2. The receptacle as recited in claim 1, wherein said alternative signaling includes an auxiliary voltage different from any voltage carried by said standard USB signaling.
3. An apparatus adaptable for interfacing with an enhanced Universal Serial Bus (“USB”) connector and cable, said apparatus comprising:
first circuitry providing standard USB signaling;
a first socket, coupled to said first circuitry, for interfacing with a USB connector to thereby transfer said standard USB signaling to the USB connector;
second circuitry providing alternative signaling other than said standard USB signaling; and
a second socket, coupled to said second circuitry, for interfacing with an alternative connector to thereby transfer said alternative signaling from said second circuitry to said alternative connector.
4. The apparatus as recited in claim 3, wherein said alternative signaling includes an auxiliary voltage different from any voltage carried by said standard USB signaling.
5. The apparatus as recited in claim 3 further comprising means for preventing said USB connector from coupling with said second socket.
6. The apparatus as recited in claim 5 wherein said preventing means is a keyed hole in a chassis containing said first socket.
7. The apparatus as recited in claim 6, wherein said alternative connector is configured so that said keyed hole permits passage of said alternative connector therethrough in order to mate with said second socket.
8. The apparatus as recited in claim 7, wherein said keyed hole permits only a polarized coupling of said alternative connector with said second socket.

This is a divisional of U.S. patent application Ser. No. 08/807,493 filed Feb. 27, 1997 U.S. Pat. No. 6,086,430.

This application for patent is related to co-pending U.S. patent application Ser. No. 08/842,695, which is hereby incorporated by reference herein.


The present invention relates to supplying various voltages and power levels via a standard bus interface. More particularly, it relates to an apparatus for supplying multiple voltages via a Universal Serial Bus compatible interface.


Recently, personal computers (“PCs”) used a variety of techniques for providing input and output. These included a serial port, usually an RS232, a parallel port and several ISA expansion slots included on the mother board. Connecting the PCs to anything more complicated than a mouse, modem or printer, required the lid to be removed and dip switches to be set and software configured. SCSI (small computer systems interface) permitted access to external storage devices, but required a large cable connector with the need to manually set ID numbers and have a terminator.

******************************

• _Tasks to perform_
A. Answer these questions from the USB patent text, one answer per line:
(i) According to claim 6, what is the preventing means?
(ii) On what date was application Ser. No. 08/807,493 filed?
(iii) Which serial port was usually found on PCs?
B. Reproduce word for word the part of the USB patent text that opens with the words containing "6. The apparatus" and closes with "connector with said second socket.".
The material after this point has no connection to the USB patent text.

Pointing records
******************************

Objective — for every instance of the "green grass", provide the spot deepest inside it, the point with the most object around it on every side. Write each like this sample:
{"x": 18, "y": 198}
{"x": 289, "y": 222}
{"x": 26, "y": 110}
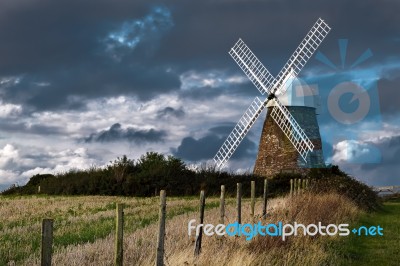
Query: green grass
{"x": 374, "y": 250}
{"x": 77, "y": 220}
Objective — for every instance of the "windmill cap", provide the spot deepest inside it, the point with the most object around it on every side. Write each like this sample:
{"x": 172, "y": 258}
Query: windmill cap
{"x": 299, "y": 93}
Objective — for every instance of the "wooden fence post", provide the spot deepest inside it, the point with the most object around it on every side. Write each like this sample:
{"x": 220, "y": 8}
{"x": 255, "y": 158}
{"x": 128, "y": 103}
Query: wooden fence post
{"x": 119, "y": 234}
{"x": 197, "y": 247}
{"x": 222, "y": 206}
{"x": 161, "y": 229}
{"x": 47, "y": 242}
{"x": 239, "y": 202}
{"x": 291, "y": 187}
{"x": 299, "y": 186}
{"x": 265, "y": 198}
{"x": 253, "y": 196}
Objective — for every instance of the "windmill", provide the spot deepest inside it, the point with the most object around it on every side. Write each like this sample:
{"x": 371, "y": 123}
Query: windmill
{"x": 274, "y": 88}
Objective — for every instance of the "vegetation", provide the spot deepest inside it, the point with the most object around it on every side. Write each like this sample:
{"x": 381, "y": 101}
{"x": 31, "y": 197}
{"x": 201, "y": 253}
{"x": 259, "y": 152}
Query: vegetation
{"x": 78, "y": 221}
{"x": 154, "y": 171}
{"x": 374, "y": 250}
{"x": 84, "y": 230}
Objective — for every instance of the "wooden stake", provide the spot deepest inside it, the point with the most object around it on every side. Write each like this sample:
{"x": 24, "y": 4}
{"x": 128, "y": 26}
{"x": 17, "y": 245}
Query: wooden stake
{"x": 119, "y": 235}
{"x": 239, "y": 202}
{"x": 161, "y": 229}
{"x": 197, "y": 247}
{"x": 253, "y": 196}
{"x": 47, "y": 242}
{"x": 222, "y": 206}
{"x": 265, "y": 198}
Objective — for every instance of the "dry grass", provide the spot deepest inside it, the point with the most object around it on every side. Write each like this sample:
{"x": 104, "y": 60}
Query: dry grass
{"x": 140, "y": 244}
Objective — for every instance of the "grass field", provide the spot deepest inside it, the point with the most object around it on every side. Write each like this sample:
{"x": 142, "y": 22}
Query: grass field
{"x": 84, "y": 231}
{"x": 375, "y": 250}
{"x": 78, "y": 221}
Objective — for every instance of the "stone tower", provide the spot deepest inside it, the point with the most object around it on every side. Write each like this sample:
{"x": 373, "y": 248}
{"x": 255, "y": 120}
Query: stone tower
{"x": 276, "y": 153}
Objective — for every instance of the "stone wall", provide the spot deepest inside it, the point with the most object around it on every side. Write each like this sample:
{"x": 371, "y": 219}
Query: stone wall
{"x": 276, "y": 153}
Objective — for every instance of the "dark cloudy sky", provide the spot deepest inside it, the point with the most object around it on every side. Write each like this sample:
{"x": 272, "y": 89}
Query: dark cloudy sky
{"x": 82, "y": 82}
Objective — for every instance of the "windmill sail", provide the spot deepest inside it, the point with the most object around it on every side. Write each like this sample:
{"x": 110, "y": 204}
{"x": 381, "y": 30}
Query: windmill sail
{"x": 302, "y": 53}
{"x": 292, "y": 129}
{"x": 252, "y": 67}
{"x": 239, "y": 132}
{"x": 266, "y": 83}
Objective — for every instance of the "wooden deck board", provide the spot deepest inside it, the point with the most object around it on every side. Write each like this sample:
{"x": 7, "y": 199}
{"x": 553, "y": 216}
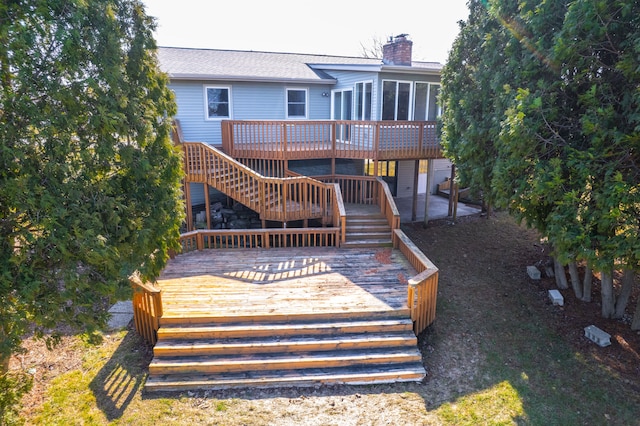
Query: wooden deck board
{"x": 284, "y": 282}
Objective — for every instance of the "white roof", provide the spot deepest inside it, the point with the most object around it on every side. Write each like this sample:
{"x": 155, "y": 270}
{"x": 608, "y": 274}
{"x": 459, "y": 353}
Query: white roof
{"x": 212, "y": 64}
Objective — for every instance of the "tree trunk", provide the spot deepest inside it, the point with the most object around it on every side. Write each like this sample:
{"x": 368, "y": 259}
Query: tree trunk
{"x": 561, "y": 277}
{"x": 575, "y": 280}
{"x": 608, "y": 297}
{"x": 4, "y": 367}
{"x": 635, "y": 324}
{"x": 625, "y": 293}
{"x": 586, "y": 284}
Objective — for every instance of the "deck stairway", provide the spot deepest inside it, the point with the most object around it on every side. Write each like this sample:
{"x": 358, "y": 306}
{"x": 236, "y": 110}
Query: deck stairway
{"x": 277, "y": 199}
{"x": 366, "y": 228}
{"x": 287, "y": 350}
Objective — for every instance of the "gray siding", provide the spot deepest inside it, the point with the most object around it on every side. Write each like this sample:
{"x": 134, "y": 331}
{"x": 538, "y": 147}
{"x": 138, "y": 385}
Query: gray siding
{"x": 190, "y": 100}
{"x": 249, "y": 101}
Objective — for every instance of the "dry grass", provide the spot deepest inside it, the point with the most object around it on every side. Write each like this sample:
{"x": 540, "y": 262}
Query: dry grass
{"x": 495, "y": 355}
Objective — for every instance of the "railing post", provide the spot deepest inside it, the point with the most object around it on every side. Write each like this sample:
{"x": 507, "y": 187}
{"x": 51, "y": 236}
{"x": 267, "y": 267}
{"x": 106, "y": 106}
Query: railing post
{"x": 376, "y": 141}
{"x": 200, "y": 241}
{"x": 284, "y": 141}
{"x": 334, "y": 136}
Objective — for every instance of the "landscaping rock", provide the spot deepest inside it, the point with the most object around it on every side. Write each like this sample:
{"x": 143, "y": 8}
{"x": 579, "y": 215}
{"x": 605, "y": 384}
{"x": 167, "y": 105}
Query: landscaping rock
{"x": 533, "y": 272}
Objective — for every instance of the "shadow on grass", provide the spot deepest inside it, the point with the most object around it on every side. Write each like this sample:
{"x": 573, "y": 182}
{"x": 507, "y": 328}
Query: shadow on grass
{"x": 121, "y": 378}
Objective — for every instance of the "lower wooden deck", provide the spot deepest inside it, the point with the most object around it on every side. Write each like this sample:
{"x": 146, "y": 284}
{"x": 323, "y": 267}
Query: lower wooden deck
{"x": 284, "y": 282}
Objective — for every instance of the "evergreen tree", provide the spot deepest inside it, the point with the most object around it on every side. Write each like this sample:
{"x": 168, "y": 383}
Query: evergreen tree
{"x": 89, "y": 179}
{"x": 567, "y": 155}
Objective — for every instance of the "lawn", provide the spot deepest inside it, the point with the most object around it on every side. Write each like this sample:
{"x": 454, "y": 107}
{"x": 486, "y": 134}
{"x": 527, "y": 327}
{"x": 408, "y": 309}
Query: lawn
{"x": 498, "y": 353}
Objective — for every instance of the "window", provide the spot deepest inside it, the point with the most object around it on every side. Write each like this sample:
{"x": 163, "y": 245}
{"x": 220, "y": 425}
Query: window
{"x": 363, "y": 100}
{"x": 396, "y": 100}
{"x": 296, "y": 103}
{"x": 218, "y": 103}
{"x": 426, "y": 105}
{"x": 342, "y": 104}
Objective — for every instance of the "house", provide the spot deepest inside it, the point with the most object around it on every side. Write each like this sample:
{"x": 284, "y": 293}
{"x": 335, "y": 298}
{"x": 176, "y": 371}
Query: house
{"x": 216, "y": 86}
{"x": 304, "y": 152}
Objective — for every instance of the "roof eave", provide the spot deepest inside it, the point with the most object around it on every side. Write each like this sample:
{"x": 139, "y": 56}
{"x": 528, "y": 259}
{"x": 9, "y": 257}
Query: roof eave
{"x": 205, "y": 77}
{"x": 410, "y": 70}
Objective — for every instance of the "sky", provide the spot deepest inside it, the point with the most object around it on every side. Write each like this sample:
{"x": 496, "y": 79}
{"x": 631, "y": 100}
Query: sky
{"x": 326, "y": 27}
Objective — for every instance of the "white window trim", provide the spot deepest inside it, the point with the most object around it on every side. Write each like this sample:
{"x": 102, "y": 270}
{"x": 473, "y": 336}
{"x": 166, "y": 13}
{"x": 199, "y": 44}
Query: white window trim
{"x": 333, "y": 98}
{"x": 206, "y": 102}
{"x": 438, "y": 106}
{"x": 411, "y": 98}
{"x": 306, "y": 103}
{"x": 354, "y": 113}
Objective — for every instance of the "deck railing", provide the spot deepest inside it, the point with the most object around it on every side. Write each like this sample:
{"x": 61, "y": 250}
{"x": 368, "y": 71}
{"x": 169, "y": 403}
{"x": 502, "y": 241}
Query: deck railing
{"x": 306, "y": 139}
{"x": 422, "y": 290}
{"x": 278, "y": 199}
{"x": 259, "y": 238}
{"x": 367, "y": 190}
{"x": 339, "y": 213}
{"x": 147, "y": 309}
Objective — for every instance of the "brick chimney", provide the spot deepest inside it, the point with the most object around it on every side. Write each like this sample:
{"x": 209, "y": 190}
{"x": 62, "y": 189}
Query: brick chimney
{"x": 397, "y": 51}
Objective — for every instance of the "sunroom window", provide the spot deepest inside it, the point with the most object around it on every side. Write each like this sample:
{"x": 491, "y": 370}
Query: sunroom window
{"x": 396, "y": 100}
{"x": 363, "y": 100}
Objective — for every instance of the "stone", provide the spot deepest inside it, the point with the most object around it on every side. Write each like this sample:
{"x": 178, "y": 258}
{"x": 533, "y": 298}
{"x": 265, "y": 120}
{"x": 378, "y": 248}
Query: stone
{"x": 556, "y": 297}
{"x": 598, "y": 336}
{"x": 121, "y": 315}
{"x": 533, "y": 272}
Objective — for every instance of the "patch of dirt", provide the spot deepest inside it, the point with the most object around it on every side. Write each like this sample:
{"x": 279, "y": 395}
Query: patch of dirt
{"x": 469, "y": 254}
{"x": 482, "y": 264}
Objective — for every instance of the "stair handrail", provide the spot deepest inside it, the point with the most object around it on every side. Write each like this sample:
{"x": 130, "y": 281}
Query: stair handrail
{"x": 422, "y": 289}
{"x": 339, "y": 212}
{"x": 290, "y": 198}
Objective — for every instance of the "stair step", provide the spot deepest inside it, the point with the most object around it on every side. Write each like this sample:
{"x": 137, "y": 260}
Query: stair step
{"x": 368, "y": 228}
{"x": 214, "y": 364}
{"x": 227, "y": 331}
{"x": 248, "y": 346}
{"x": 274, "y": 318}
{"x": 368, "y": 243}
{"x": 283, "y": 378}
{"x": 351, "y": 236}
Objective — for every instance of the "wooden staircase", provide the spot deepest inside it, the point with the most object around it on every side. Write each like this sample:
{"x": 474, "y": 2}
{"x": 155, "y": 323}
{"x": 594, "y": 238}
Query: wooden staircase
{"x": 286, "y": 350}
{"x": 277, "y": 199}
{"x": 367, "y": 230}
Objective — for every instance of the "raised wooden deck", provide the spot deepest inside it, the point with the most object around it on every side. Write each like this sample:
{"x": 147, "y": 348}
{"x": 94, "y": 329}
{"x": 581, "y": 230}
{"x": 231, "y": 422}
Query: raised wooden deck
{"x": 284, "y": 317}
{"x": 287, "y": 282}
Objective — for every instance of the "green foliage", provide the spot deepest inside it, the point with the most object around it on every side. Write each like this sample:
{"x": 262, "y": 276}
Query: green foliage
{"x": 13, "y": 385}
{"x": 89, "y": 179}
{"x": 562, "y": 147}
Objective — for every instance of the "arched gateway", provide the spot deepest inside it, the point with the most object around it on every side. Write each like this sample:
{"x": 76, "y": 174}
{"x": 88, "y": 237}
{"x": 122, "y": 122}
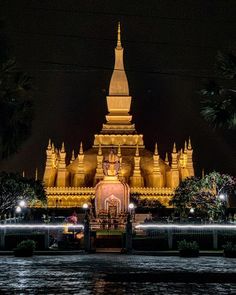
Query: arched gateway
{"x": 111, "y": 194}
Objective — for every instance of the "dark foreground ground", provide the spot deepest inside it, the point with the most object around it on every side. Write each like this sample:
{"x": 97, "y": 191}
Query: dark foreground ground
{"x": 117, "y": 274}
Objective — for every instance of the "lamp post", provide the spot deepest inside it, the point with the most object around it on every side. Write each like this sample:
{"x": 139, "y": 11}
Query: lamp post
{"x": 23, "y": 205}
{"x": 223, "y": 199}
{"x": 132, "y": 210}
{"x": 18, "y": 211}
{"x": 87, "y": 243}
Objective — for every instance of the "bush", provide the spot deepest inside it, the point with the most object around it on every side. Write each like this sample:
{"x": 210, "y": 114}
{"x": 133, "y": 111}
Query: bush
{"x": 188, "y": 249}
{"x": 25, "y": 248}
{"x": 229, "y": 250}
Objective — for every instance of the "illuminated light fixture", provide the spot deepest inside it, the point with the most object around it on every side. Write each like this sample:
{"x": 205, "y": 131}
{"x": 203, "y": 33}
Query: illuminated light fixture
{"x": 85, "y": 206}
{"x": 222, "y": 197}
{"x": 131, "y": 206}
{"x": 22, "y": 203}
{"x": 18, "y": 209}
{"x": 40, "y": 226}
{"x": 185, "y": 226}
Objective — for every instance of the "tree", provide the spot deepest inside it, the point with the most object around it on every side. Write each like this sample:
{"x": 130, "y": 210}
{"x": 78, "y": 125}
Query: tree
{"x": 14, "y": 188}
{"x": 184, "y": 194}
{"x": 218, "y": 103}
{"x": 204, "y": 195}
{"x": 16, "y": 108}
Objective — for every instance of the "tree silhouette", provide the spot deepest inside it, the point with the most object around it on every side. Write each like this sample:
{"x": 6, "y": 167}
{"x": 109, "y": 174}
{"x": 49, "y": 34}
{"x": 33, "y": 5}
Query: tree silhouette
{"x": 16, "y": 107}
{"x": 218, "y": 104}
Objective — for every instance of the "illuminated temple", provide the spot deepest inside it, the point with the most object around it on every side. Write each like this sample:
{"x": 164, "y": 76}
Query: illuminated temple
{"x": 117, "y": 166}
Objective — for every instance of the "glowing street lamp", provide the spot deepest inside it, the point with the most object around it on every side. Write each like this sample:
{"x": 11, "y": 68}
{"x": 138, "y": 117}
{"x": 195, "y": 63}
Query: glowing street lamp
{"x": 131, "y": 209}
{"x": 85, "y": 206}
{"x": 222, "y": 197}
{"x": 22, "y": 204}
{"x": 131, "y": 206}
{"x": 18, "y": 210}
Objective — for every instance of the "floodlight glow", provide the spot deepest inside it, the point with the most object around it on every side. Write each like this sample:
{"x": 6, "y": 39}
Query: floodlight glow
{"x": 186, "y": 226}
{"x": 131, "y": 206}
{"x": 222, "y": 197}
{"x": 40, "y": 226}
{"x": 18, "y": 209}
{"x": 22, "y": 203}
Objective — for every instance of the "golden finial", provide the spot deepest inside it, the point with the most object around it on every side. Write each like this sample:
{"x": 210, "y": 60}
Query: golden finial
{"x": 156, "y": 150}
{"x": 81, "y": 148}
{"x": 118, "y": 36}
{"x": 189, "y": 144}
{"x": 100, "y": 150}
{"x": 137, "y": 151}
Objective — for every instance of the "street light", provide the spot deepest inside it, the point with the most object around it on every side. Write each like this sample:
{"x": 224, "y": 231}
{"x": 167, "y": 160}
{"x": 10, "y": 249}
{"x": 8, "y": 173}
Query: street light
{"x": 22, "y": 204}
{"x": 222, "y": 197}
{"x": 18, "y": 209}
{"x": 131, "y": 209}
{"x": 131, "y": 206}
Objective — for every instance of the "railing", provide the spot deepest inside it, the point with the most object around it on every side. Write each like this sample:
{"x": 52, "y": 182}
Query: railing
{"x": 166, "y": 236}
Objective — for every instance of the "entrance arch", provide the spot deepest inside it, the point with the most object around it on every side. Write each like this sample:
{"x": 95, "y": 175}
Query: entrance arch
{"x": 112, "y": 205}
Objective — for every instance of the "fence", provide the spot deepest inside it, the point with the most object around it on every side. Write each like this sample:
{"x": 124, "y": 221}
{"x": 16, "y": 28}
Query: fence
{"x": 166, "y": 237}
{"x": 44, "y": 234}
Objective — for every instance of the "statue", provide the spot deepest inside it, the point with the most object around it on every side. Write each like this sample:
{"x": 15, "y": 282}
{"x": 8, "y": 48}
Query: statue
{"x": 111, "y": 165}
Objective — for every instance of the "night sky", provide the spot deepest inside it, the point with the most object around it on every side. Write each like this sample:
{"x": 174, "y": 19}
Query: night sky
{"x": 170, "y": 49}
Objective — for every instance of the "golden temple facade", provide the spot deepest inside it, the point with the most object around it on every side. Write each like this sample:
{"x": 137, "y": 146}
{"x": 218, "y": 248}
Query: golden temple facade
{"x": 147, "y": 175}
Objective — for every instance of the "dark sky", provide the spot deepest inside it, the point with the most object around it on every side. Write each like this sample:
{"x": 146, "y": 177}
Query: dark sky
{"x": 170, "y": 49}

******************************

• _Results_
A.
(i) A keyed hole in a chassis containing the first socket.
(ii) Feb. 27, 1997.
(iii) An RS232.

B.
6. The apparatus as recited in claim 5 wherein said preventing means is a keyed hole in a chassis containing said first socket.
7. The apparatus as recited in claim 6, wherein said alternative connector is configured so that said keyed hole permits passage of said alternative connector therethrough in order to mate with said second socket.
8. The apparatus as recited in claim 7, wherein said keyed hole permits only a polarized coupling of said alternative connector with said second socket.